• Action item: All of the entries, apart from their pictures, are to be copied verbatim.

• Records:
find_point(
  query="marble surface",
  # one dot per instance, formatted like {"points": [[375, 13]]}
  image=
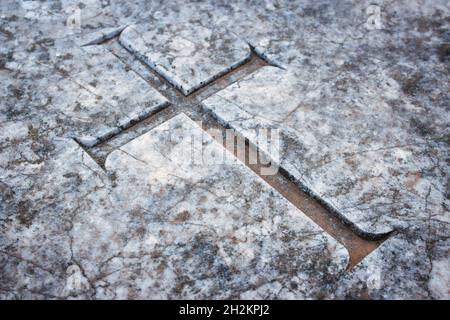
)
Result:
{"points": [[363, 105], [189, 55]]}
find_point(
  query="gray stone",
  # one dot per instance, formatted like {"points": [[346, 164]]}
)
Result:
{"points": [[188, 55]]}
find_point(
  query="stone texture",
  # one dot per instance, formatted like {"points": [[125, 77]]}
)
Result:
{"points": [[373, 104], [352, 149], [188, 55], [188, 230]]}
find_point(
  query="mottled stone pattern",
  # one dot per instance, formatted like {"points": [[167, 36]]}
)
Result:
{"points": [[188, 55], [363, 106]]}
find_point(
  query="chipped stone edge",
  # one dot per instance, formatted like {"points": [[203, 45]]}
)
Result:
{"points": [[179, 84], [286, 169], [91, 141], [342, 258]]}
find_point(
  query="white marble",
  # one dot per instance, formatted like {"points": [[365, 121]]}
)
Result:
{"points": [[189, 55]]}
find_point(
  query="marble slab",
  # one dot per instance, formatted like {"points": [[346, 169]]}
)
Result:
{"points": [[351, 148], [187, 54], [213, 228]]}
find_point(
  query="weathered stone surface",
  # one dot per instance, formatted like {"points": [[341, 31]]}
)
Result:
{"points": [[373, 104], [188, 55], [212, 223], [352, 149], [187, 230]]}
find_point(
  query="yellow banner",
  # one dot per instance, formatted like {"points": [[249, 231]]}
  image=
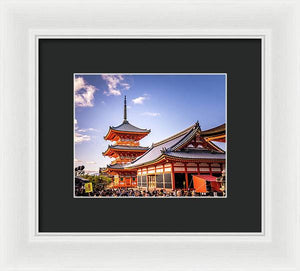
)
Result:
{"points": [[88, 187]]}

• Written reply:
find_point(
  query="marble surface",
  # one dot per instance, formatted like {"points": [[375, 13]]}
  image=
)
Result:
{"points": [[363, 105], [189, 55]]}
find_point(
  query="gray stone",
  # one dot per instance, formatted like {"points": [[346, 164]]}
)
Result:
{"points": [[188, 55]]}
find_point(
  query="stone texture",
  # one dot per instance, formatted like {"points": [[125, 77]]}
)
Result:
{"points": [[373, 104], [352, 149], [188, 55], [188, 230]]}
find_point(
  query="mottled stone pattern",
  # one dot per instance, formatted like {"points": [[167, 36]]}
)
Result:
{"points": [[188, 55], [363, 106]]}
find_point(
  query="chipped stone edge",
  # one dot per instance, formatted like {"points": [[203, 45]]}
)
Result:
{"points": [[179, 84], [286, 169], [91, 141], [342, 258]]}
find_point(
  query="white marble",
  # one dot per instance, formatted like {"points": [[365, 121]]}
)
Result:
{"points": [[189, 55]]}
find_point(
  query="marble slab",
  # one dot per instance, formatted like {"points": [[346, 169]]}
)
Result:
{"points": [[351, 148], [187, 54], [213, 228]]}
find_point(
  query="weathered stone surface",
  # one dot per instance, formatted like {"points": [[341, 31]]}
)
Result:
{"points": [[373, 104], [188, 55], [212, 223], [352, 149], [187, 230]]}
find_point(
  query="yellow banner",
  # one dot per instance, formatted like {"points": [[249, 231]]}
  image=
)
Result:
{"points": [[88, 187]]}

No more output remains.